▶ _WHAT THE TASK REQUIRES_
Please repeat the records below exactly, from the first line through the line containing "positive clicks: (353, 422) (355, 411)", and nothing more.

(Stored data)
----------
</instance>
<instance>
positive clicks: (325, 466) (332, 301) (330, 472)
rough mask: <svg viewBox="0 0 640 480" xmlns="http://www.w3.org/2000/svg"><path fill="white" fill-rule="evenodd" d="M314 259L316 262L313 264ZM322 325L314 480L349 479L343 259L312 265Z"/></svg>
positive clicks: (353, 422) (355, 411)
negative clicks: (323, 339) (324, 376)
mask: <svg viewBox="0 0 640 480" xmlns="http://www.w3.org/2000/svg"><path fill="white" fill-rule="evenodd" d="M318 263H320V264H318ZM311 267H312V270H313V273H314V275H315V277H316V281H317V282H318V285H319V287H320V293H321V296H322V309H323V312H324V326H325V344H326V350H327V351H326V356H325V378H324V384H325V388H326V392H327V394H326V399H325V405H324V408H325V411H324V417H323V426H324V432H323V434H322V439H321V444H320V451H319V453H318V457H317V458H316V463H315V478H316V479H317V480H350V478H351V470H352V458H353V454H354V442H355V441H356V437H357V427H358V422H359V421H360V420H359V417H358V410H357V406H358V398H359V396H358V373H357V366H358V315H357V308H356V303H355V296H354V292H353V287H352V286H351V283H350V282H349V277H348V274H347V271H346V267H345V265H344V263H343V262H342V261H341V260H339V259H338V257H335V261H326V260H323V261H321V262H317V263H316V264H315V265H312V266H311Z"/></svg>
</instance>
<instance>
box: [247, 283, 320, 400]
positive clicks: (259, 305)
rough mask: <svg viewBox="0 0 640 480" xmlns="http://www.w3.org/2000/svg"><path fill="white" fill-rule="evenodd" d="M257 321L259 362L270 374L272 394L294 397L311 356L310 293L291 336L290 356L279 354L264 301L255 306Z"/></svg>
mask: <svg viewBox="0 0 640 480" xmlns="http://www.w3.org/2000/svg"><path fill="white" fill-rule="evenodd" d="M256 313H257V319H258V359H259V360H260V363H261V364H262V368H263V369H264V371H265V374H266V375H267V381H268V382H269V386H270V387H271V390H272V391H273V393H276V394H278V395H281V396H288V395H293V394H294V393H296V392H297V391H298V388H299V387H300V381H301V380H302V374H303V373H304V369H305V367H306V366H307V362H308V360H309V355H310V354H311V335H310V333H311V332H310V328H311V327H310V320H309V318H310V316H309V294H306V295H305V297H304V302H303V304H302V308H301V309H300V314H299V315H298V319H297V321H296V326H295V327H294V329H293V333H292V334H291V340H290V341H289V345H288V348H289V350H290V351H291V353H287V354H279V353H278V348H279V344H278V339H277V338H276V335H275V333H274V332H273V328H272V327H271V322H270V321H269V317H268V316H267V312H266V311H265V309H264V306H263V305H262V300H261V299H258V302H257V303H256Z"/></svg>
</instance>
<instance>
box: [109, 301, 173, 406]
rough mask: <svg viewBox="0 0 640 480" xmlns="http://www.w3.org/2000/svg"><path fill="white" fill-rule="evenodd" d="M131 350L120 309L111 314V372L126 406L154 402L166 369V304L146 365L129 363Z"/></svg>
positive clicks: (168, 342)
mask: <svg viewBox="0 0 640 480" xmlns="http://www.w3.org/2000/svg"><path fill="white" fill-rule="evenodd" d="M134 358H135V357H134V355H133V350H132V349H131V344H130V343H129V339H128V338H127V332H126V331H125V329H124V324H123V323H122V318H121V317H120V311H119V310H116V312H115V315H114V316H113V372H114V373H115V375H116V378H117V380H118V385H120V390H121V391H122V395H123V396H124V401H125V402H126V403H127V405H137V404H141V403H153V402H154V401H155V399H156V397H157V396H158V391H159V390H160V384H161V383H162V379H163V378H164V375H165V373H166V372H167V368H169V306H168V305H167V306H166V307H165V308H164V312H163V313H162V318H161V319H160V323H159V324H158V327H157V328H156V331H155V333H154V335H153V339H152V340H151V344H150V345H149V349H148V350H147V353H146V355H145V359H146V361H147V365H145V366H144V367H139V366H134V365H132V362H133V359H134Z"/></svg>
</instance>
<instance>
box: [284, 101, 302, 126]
----------
▶ _COMPLETED TASK_
</instance>
<instance>
positive clicks: (325, 466) (332, 301) (330, 472)
rough mask: <svg viewBox="0 0 640 480" xmlns="http://www.w3.org/2000/svg"><path fill="white" fill-rule="evenodd" d="M314 259L316 262L313 264ZM322 325L314 480L349 479L343 259L312 265Z"/></svg>
positive clicks: (353, 422) (355, 411)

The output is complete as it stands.